*Task details*.
Each record should be copied exactly, and none of them omitted.

[Opening Given information section]

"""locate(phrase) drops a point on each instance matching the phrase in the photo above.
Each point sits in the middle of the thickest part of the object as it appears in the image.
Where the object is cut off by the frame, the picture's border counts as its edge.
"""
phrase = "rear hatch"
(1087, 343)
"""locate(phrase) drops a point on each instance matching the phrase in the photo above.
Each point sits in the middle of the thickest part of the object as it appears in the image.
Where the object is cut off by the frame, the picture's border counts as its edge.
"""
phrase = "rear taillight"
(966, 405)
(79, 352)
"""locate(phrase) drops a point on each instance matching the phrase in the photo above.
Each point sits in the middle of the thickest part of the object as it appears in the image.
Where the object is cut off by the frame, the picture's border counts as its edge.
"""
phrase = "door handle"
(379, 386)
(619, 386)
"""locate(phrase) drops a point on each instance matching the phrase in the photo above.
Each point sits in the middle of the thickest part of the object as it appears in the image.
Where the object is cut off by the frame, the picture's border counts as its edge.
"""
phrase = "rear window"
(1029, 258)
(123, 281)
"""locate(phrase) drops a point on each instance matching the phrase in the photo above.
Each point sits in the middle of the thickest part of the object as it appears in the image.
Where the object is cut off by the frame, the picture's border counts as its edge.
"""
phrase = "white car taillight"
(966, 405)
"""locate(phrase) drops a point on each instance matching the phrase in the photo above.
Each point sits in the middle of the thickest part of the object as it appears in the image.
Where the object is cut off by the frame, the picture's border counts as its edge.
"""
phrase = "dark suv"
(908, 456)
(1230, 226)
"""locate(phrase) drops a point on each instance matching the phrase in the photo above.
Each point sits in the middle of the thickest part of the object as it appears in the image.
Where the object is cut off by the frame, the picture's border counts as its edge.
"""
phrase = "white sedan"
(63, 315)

[Closing Given information section]

*Solution below*.
"""locate(phrase) drops a point on each instance matching the phrase in the photo above.
Each point sits in the middle of the thickest part of the object as it appears in the image.
Where the object is cut off by the frame, the picture's border counts as its edge.
"""
phrase = "rear hatch"
(1087, 343)
"""locate(phrase) drops a point on each instance matching the phrase in the photo above.
Each point sits in the middle of the thickest part of the object as it appears in the image.
Where the object is cut off by the frame, the picture's border counts as its edge.
"""
phrase = "rear taillight"
(966, 405)
(79, 352)
"""locate(phrase) drops a point on each instance matching the phrase in the photo above.
Each point sits in the middle of the thickest part of the object as it appears in the image.
Where the object is cut off by the frame, the picture's border counts as its edge.
"""
phrase = "door handle"
(379, 386)
(619, 386)
"""locate(phrase) drops a point on each instance matching the phrase in the photo above.
Each point sits in the middle of the thickest part of the object as it appears in the image.
Where the object is cut off by the frame, the picture's border counts as its edge.
"""
phrase = "rear window"
(1029, 258)
(123, 281)
"""locate(phrase) drops a point on each instance matching the phrase in the photo above.
Each point sits in the middle of the thickest part of the object as it appears in the image.
Where the object is cut off by the frame, the picture's border counts as its edge.
"""
phrase = "white car taillight"
(966, 405)
"""locate(phrase) drops a point on each instance matching the phrase in the photo above.
Each point sits in the middle of the thickest part of the object as it appears in the image.
Where the object is cut off by the frame, the picture's border counts as its edge.
"""
phrase = "dark suv"
(908, 456)
(1230, 226)
"""locate(phrase) drops a point on each instance matching the phrase in the photo above.
Each point sits in the middle of the thickest part of the object as it appears in the image.
Where the object is cut off by the frame, the picture's border counts as its edge.
"""
phrase = "white sedan"
(63, 315)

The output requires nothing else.